- _Assigned task_: The output must reproduce each line of the data word for word.

+===+

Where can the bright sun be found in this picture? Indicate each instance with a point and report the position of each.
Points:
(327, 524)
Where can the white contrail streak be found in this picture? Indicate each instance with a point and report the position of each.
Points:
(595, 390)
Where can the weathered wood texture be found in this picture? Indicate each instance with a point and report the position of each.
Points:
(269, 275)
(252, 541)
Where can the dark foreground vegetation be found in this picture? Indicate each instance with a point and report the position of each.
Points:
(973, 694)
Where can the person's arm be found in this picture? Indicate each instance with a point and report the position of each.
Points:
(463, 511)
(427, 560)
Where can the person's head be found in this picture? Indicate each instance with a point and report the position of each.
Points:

+===+

- _Exercise response_:
Where can the bright sun be found in this picture? Indicate each instance with a point and report the position of each.
Points:
(327, 524)
Where can the white contrail streak be found in this picture? Indicate each instance with a point and report the position of each.
Points:
(595, 390)
Where can the weathered wood texture be found in this picture? Indicate each instance with a point and report the position of each.
Points:
(269, 275)
(252, 541)
Where can the dark foreground vegetation be found in this picture? Indicate each instance with a point and report the position of each.
Points:
(973, 694)
Where can the person's arm be found in this picture? Indicate each instance with a point and report the position of each.
Points:
(463, 511)
(427, 560)
Where can the person's head be found in this picture? Indicate each instance with a point and report the position of each.
Points:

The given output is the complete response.